What the exercise asks -
Find every line in the records below that holds the word "kind", and copy it out.

Listed records -
###

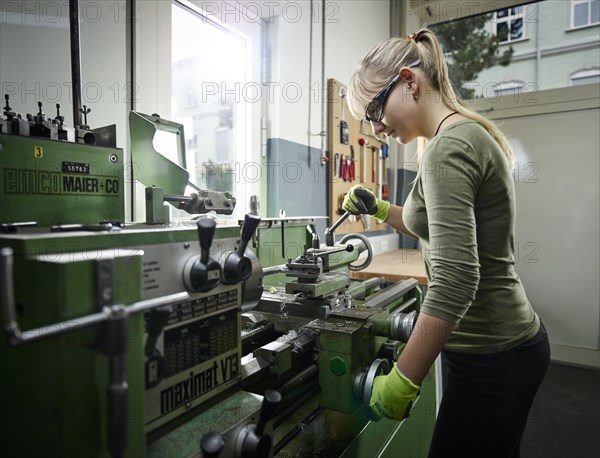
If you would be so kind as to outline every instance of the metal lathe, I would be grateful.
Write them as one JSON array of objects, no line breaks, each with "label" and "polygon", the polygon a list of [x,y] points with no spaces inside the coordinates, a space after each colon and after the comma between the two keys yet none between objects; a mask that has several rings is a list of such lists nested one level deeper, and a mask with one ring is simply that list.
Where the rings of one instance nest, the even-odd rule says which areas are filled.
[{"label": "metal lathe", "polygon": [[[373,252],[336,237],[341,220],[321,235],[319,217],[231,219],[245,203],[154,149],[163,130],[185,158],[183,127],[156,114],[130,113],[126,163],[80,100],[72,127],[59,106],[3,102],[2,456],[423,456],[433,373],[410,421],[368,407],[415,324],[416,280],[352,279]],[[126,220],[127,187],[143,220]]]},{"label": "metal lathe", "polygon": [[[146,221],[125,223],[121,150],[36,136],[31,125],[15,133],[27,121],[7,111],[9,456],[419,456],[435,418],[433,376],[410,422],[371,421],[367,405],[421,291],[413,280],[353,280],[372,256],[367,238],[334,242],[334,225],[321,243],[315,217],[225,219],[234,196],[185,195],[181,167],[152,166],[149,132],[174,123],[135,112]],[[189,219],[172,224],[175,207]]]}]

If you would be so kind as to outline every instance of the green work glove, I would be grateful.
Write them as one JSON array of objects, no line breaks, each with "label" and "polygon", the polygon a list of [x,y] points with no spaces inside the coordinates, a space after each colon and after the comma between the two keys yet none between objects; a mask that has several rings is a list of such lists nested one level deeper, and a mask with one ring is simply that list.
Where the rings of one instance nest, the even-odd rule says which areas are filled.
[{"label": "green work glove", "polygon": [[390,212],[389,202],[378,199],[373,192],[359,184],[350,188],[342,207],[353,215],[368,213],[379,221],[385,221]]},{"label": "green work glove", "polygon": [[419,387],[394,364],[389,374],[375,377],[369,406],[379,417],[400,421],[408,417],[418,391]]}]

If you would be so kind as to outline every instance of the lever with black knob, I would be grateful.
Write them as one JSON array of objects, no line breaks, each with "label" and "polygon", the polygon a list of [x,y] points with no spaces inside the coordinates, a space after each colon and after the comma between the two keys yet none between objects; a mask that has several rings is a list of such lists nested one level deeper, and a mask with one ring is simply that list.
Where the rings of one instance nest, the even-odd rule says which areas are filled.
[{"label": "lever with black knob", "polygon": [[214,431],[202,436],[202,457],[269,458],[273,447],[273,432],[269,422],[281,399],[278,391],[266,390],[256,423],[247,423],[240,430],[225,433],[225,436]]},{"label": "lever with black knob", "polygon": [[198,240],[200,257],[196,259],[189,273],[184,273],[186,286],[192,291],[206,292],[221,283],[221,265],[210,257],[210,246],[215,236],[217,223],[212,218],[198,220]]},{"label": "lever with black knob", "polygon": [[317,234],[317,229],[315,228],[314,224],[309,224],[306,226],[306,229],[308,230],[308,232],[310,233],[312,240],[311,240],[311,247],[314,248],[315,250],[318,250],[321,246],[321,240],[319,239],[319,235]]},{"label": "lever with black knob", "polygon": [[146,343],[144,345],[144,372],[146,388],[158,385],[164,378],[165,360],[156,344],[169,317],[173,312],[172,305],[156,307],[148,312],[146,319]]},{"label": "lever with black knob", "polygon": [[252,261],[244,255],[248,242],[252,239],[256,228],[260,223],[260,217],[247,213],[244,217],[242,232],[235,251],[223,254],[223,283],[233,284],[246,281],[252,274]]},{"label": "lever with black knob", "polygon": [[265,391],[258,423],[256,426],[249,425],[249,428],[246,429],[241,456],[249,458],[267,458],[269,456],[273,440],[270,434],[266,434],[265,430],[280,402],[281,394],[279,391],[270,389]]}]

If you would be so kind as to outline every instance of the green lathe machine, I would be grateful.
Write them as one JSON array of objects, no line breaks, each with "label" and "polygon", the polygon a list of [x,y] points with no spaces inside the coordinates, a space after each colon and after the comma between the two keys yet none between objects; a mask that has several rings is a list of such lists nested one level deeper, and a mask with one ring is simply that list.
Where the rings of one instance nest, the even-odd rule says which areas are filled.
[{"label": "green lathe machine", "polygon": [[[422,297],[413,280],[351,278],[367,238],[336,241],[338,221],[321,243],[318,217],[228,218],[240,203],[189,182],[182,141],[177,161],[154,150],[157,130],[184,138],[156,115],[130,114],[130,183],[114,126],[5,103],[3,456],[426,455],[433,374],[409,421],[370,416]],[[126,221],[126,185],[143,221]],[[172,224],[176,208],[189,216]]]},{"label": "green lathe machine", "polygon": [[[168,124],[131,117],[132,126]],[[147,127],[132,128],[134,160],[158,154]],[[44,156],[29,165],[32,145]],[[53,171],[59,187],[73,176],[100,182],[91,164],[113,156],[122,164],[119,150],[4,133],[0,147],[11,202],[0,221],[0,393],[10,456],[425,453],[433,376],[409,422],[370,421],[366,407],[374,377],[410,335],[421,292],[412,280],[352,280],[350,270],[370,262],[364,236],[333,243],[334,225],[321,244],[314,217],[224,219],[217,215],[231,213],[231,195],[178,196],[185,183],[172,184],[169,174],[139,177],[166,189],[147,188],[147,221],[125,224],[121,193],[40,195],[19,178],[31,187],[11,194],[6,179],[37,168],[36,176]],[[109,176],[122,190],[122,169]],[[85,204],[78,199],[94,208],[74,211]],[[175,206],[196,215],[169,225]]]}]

###

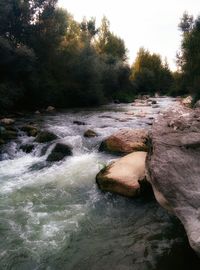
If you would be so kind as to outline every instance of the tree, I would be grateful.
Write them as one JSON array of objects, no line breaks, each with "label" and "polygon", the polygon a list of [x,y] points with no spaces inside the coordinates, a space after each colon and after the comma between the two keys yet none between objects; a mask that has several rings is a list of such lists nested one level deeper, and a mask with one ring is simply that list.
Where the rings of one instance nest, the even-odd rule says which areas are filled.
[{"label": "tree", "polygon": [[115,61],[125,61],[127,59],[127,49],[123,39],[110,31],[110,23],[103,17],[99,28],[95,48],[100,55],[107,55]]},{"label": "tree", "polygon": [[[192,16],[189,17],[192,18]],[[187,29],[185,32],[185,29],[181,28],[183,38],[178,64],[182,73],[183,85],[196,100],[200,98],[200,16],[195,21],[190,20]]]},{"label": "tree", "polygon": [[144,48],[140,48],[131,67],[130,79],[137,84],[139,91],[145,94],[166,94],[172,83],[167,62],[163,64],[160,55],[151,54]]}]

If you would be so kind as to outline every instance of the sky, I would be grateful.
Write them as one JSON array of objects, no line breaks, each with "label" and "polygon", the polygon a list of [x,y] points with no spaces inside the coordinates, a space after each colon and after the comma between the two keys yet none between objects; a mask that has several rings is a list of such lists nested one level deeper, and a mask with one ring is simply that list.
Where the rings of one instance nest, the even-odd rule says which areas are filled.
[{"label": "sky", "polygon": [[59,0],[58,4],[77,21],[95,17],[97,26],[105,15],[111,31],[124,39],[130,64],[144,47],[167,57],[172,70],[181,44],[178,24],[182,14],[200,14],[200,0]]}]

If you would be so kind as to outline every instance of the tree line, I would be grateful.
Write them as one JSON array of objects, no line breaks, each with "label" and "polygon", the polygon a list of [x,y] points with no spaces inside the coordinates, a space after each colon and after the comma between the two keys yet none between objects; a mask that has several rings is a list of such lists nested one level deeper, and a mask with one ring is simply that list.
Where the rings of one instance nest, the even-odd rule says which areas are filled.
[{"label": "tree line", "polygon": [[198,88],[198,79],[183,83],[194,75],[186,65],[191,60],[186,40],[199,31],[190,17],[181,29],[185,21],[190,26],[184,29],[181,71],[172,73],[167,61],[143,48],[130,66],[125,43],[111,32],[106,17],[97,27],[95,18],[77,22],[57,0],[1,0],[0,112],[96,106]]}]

###

Problem solution -
If you would be so kind as to outline every instance of the metal lathe, I would be grateful.
If you would be so kind as to outline every instance of the green work glove, I would be grateful.
If you would be so kind as to outline every instance of the lever with black knob, I would be grateful.
If you would be so kind as to outline every instance of the green lathe machine, I would be grateful.
If you would be so kind as to outline every instance of the tree, I would be grateful.
If you would be so kind as to outline every instance of the sky, I would be grateful.
If you would be so kind as to outline every instance of the tree line, I would be grateful.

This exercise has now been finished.